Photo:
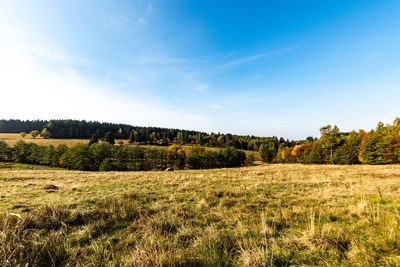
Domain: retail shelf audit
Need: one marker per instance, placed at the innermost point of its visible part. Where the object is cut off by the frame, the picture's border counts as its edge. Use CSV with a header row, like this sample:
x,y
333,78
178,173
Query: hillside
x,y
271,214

--

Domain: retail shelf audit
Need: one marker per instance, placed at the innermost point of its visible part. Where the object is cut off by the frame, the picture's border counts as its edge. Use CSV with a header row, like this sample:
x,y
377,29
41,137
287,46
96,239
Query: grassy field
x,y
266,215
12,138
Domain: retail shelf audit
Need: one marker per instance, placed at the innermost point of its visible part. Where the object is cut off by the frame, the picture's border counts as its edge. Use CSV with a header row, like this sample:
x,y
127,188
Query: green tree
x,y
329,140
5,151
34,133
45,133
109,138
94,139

...

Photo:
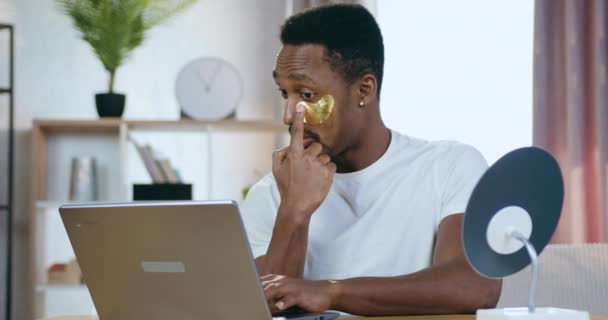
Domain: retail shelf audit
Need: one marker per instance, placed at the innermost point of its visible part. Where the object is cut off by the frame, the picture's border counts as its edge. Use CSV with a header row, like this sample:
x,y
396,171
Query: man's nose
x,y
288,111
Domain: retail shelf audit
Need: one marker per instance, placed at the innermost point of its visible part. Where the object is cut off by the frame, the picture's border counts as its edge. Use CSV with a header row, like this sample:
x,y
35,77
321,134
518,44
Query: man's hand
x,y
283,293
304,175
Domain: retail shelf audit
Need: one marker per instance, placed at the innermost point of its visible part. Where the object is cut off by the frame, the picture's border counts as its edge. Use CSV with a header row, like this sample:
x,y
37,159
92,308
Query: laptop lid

* _PROBLEM TO SOLVE_: Of the entries above, repeat exactly the lines between the line with "Query: man's hand" and the line with "Query: laptop lid", inclusive, and no others.

* _EXERCISE ANSWER_:
Query: man's hand
x,y
283,293
304,175
Domain: retail shelf audit
Need: one marker per instance, placed at the innermost point of its visible part. Where the object is cut off by the frame, the picture's border counts as its edge. Use CSV with a header row, like this sample:
x,y
37,159
92,308
Query: laptop lid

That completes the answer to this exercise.